--- Source excerpt ---
What CMO wouldn’t want a marketing machine so finely tuned that it powers innovation at speed? It’s possible if CMOs separate what’s needed from what’s not across technology, data and people. If it’s not delivering value, then it’s not a priority. This is the essence of operational decluttering in marketing, and it must be done in full support of the strategy, vision and brand purpose. Here’s more about what to do:

  1. Get real about tech. Technology solutions are critical to modern marketing. Thrivers know this well. For example, they are much more likely to have invested in AI and process automation. But they avoid the lure of technology for technology’s sake. CMOs need to understand two essentials about their technology landscape. Which technologies make a positive difference in how the organization works? And which are redundant, underwhelming—or downright useless? They must see (and seize) the value that technology delivers and rationalize from there. After all, the less resources spent on procuring, managing, integrating and training marketers to use a technology that isn’t contributing value, the more that can be shifted to the innovation agenda.
  1. Take control of data. Data drives every marketing decision. Not surprisingly, Thrivers are the most likely to use their data to drive a shared ambition across the organization and to differentiate their brands. The reality? Marketers have a data mess on their hands—terabytes and terabytes of data are being created as I write this. To get control, CMOs must harness data from many sources and unify it in a common language to derive insights on behalf of customers and the business. Separating the signals from the noise is key to this. What’s more, the most advanced marketing organizations aren’t just tracking the past or the present with data, they are using it to predict the future. Without this data acuity, marketers are working with blinders on. They can’t innovate—or measure the impact of innovation—without the right data.
--- Source material ---
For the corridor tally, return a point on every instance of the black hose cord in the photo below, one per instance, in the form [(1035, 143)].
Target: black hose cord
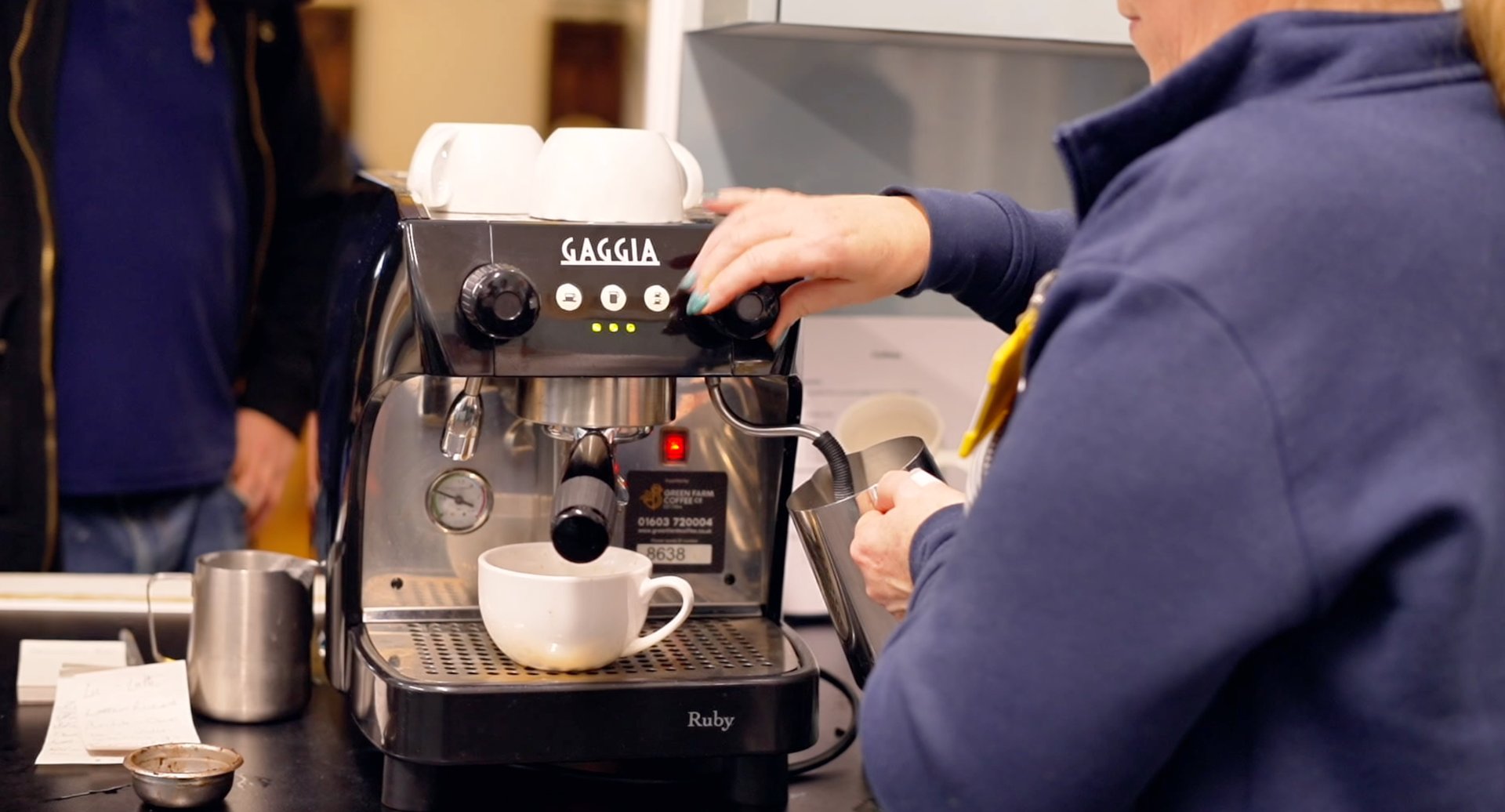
---
(Task goal): Transcribe the marketing decluttering text above word for word, beginning with "1. Get real" and stopping after "the innovation agenda.".

(Reply to the task):
1. Get real about tech. Technology solutions are critical to modern marketing. Thrivers know this well. For example, they are much more likely to have invested in AI and process automation. But they avoid the lure of technology for technology’s sake. CMOs need to understand two essentials about their technology landscape. Which technologies make a positive difference in how the organization works? And which are redundant, underwhelming—or downright useless? They must see (and seize) the value that technology delivers and rationalize from there. After all, the less resources spent on procuring, managing, integrating and training marketers to use a technology that isn’t contributing value, the more that can be shifted to the innovation agenda.